• [Source]
·····

1970/71

1970/71 SEASON REVIEW

1970 to 71 team group

City had a short pre-season as they lost 4-1 at Oxford, drew 0-0 at Celtic then beat Bury 5-4 at Gigg Lane. The only player to join City was 30 year old Freddie Hill, who moved to Maine Road from Halifax Town at the end of last season for £12,000
The European Cup Winners Cup holders kicked off the season proper at Southampton with a 1-1 draw, and then gained a good away victory in a 1-0 defeat of Crystal Palace , then in front of a large expectant Maine Road they could only draw 0-0 against Burnley and so with the first League Tables of the season published, The Blues were mid-table on four points.

City then shot up the table as they beat Blackpool 2-0 at home and then a fine 1-0 win at Everton took them into 2nd place behind Leeds United.
They continued their early push to go to the top of the table with a comprehensive 4-1 home win against West Brom , to keep the pressure on Leeds.
Away from the league The Blues slipped on the proverbial banana skin as Carlisle knocked them out of the League cup, City going down 3-1 in the 2nd Round.
The Blues however got back to the bread and butter of the league and beat Nottingham Forest 1-0 away to go within a point of Leeds, just seven games into the season. The early season had been dominated by affairs off the pitch rather than on it as news of a takeover bid by double glazing tycoon Joe Smith who was trying to buy a large enough chunk of shares to take control of the club. Joe Mercer was dead against a takeover as he felt that Albert Alexander should stay as chairman of the club, however Malcolm Allison had thrown his weight behind the takeover as he had been promised he would be able to take full control of the management of the team, as he had become more and more frustrated at not being in the immediate limelight of City’s success.
Allison provided a candid insight into the proceedings in ‘Colours of My Life’; “I didn’t want to clamber over Joe, I wanted recognition of my work with the team. I wanted to be a team manager. Joe could have any title he wanted.
… He threw me a sprat. I could be called team manager, but he would still make the final decisions. I realised, bitterly, That Joe was hanging on.
I suppose it was then I decided to organise a takeover of Manchester City.
… I knew that the City vice-chairman, Frank Johnson was ready to sell a huge chunk of shares for £100,000 and that the man who bought them had only to make one or two available alliances and he could win control of the club. I said to Ian Niven, a fanatical City supporter “find me a man with £100,000 and we will get control of the club”. Niven came up with the man in a fortnight, Joe Smith, a double glazing ‘tycoon’ from Oldham.
… He was ready to do all he could to develop City. He wanted to give me a twenty year contract. I was apparently in business”
Smith agreed to buy the shares in the end for £110,000, however the City directors were not going to take the possibility of a takeover lying down and with the support of Joe Mercer they legally challenged the share purchase citing that Frank Johnson had broken a covenant, not to sell shares without first offering them to the current members of the board. Allison thought his days at Maine Road were now numbered.

·····

• [What you will do]
1/ In the 1970/71 season review, what fee did City pay Halifax Town for Freddie Hill?
2/ Rewrite the 1970/71 season review from "1970/71 SEASON REVIEW" to "behind Leeds United.", changing "Burnley" to "Burnley FC".
3/ What comes next in the 1970/71 Manchester City season review? Continue it after its final sentence.
You won't need the records for this.

·····

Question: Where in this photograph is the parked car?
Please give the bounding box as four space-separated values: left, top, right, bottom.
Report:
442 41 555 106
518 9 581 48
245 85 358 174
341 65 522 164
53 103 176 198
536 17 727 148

·····

• [Responses by task]
1/ £12,000

2/
1970/71 SEASON REVIEW

1970 to 71 team group

City had a short pre-season as they lost 4-1 at Oxford, drew 0-0 at Celtic then beat Bury 5-4 at Gigg Lane. The only player to join City was 30 year old Freddie Hill, who moved to Maine Road from Halifax Town at the end of last season for £12,000
The European Cup Winners Cup holders kicked off the season proper at Southampton with a 1-1 draw, and then gained a good away victory in a 1-0 defeat of Crystal Palace , then in front of a large expectant Maine Road they could only draw 0-0 against Burnley FC and so with the first League Tables of the season published, The Blues were mid-table on four points.

City then shot up the table as they beat Blackpool 2-0 at home and then a fine 1-0 win at Everton took them into 2nd place behind Leeds United.

3/
And so with the status quo maintained, City 
then opened up their defence of the European Cup Winners cup at Home to part-timers Linfield of Ireland and what appeared to be an easy task turned out to be a lot harder as City only took a 1-0 win into the second leg.

Two weeks later, in the fierecly partisan atmosphere of Belfast’s famous Windsor Park, City found themselves right up against it. The determined Linfield side gave Irish football one of it’s biggest ever boosts by winning on the night 2-1, but City were through by way of that most important Francis Lee away goal.
City also had their only dalliance with the short-lived Anglo Italian Cup losing 1-0 in a 1st leg in Bologna and then drawing 2-2 at Maine Road to see Bologna go through 3-2 on aggregate
Back to the league and an impressive 4-1 win at home to Stoke was followed by the Blue’s first league defeat of the season losing 2-0 at Tottenham .
Newcastle were the next visitors to Maine Road and earned a point in a 1-1 draw. Another 1-1 draw followed at Chelsea with City still hanging on to second place in the League with a quarter of the season gone.
Unfortunately another 1-1 draw followed at home to Southampton , and then a 3-0 defeat at Wolves left City without a win in five games and they slipt to seventh in the league.
Back in Europe and The Blues managed to buck their League form with a gritty 1-0 win in Hungary against Honved .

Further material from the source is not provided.